Exercise details » Copy out everything in the Perl locking passage below, word for word, from "It is also possible" down to "the first place.".

If a variable is locked and another thread tries to lock it, that thread is suspended until such time as the lock is available. A lock remains in force until the lock goes out of scope, just like a local variable. In the preceding example, $bytes_sent is locked just before it's incremented, and the lock remains in force throughout the scope of the subroutine.

If a number of variables are changed at the same time, it is common to create an independent variable that does nothing but manage access to the variables. In the following example, the $ok_to_update variable serves as the lock for two related variables, $bytes_sent and $bytes_left :

my $ok_to_update; sub send_data { my $data = shift my $bytes = $socket->syswrite($data); lock($ok_to_update); $bytes_sent += $bytes; $bytes_left -= $bytes; }

It is also possible to lock an entire subroutine using the notation lock(\&subroutine) . When a subroutine is locked, only one thread is allowed to run it at one time. This is recommended only for subroutines that execute very quickly; otherwise , the multiple threads serialize on the subroutine like cars backed up at a traffic light, obliterating most of the advantages of threads in the first place.

Variables that are not shared, such as the local variables $data and $bytes in the preceding example, do not need to be locked. Nor do you need to lock object references, unless two or more threads share the object.

When using threads in combination with Perl objects, object methods often need to lock the object before changing it. Otherwise, two threads could try to modify the object simultaneously, leading to chaos. This object method, for example, is not thread safe, because two threads might try to modify the $self object simultaneously:

sub acknowledge { # NOT thread safe my $self = shift; print $self->{socket} "200 OK\n"; $self->{acknowledged}++; }

You can lock objects within object methods explicitly, as in the previous example:

sub acknowledge { # thread safe my $self = shift; lock($self); print $self->{socket} "200 OK\n"; $self->{acknowledged}++; }

Since $self is a reference, you might wonder whether the call to lock() is locking the $self reference or the thing that $self points to. The answer is that lock() automatically follows references up one level (and one level only). The call to lock($self) is exactly equivalent to calling lock(%$self) , assuming that $self is a hash reference.

Threading versions of Perl provide a new syntax for adding attributes to subroutines. With this syntax, the subroutine name is followed by a colon and a set of attributes:

sub acknowledge: locked method { # thread safe my $self = shift; print $self->{socket} "200 OK\n"; $self->{acknowledged}++; }

To create a locked method, use the attributes locked and method . If both attributes are present, as in the preceding example, then the first argument to the subroutine (the object reference) is locked on entry into the method and released on exit. If only locked is specified, then Perl locks the subroutine itself, as if you had specifically written lock(\&acknowledge) . The key difference here is that when the attributes are set to locked method, it's possible for multiple threads to run the subroutine simultaneously so long as they're working with different objects. When a subroutine is marked locked only, then only one thread can gain access to the subroutine at a time, even if they're working with different objects.

Supplied data »
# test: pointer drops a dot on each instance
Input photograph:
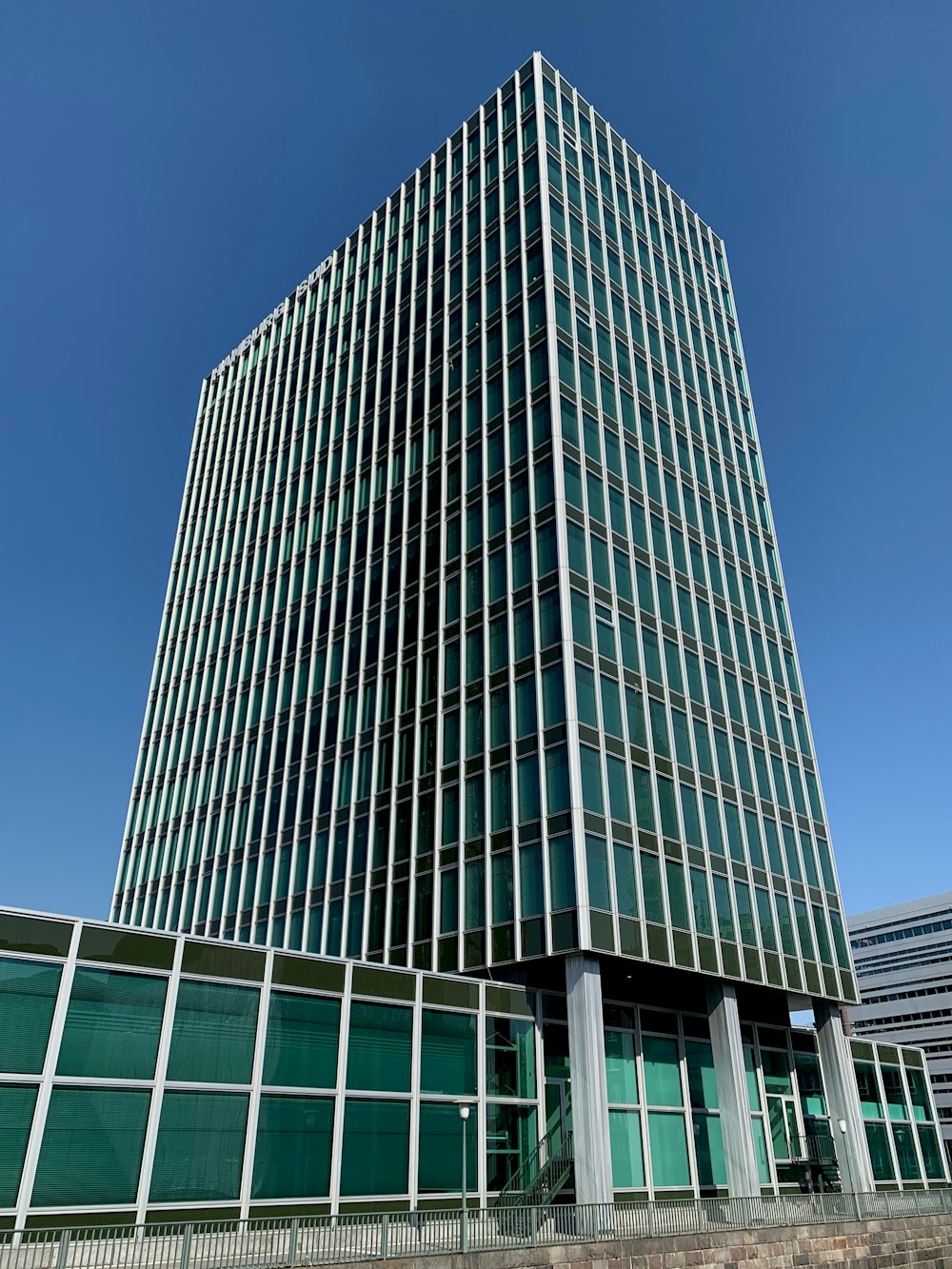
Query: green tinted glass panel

Finished exercise »
It is also possible to lock an entire subroutine using the notation lock(\&subroutine) . When a subroutine is locked, only one thread is allowed to run it at one time. This is recommended only for subroutines that execute very quickly; otherwise , the multiple threads serialize on the subroutine like cars backed up at a traffic light, obliterating most of the advantages of threads in the first place.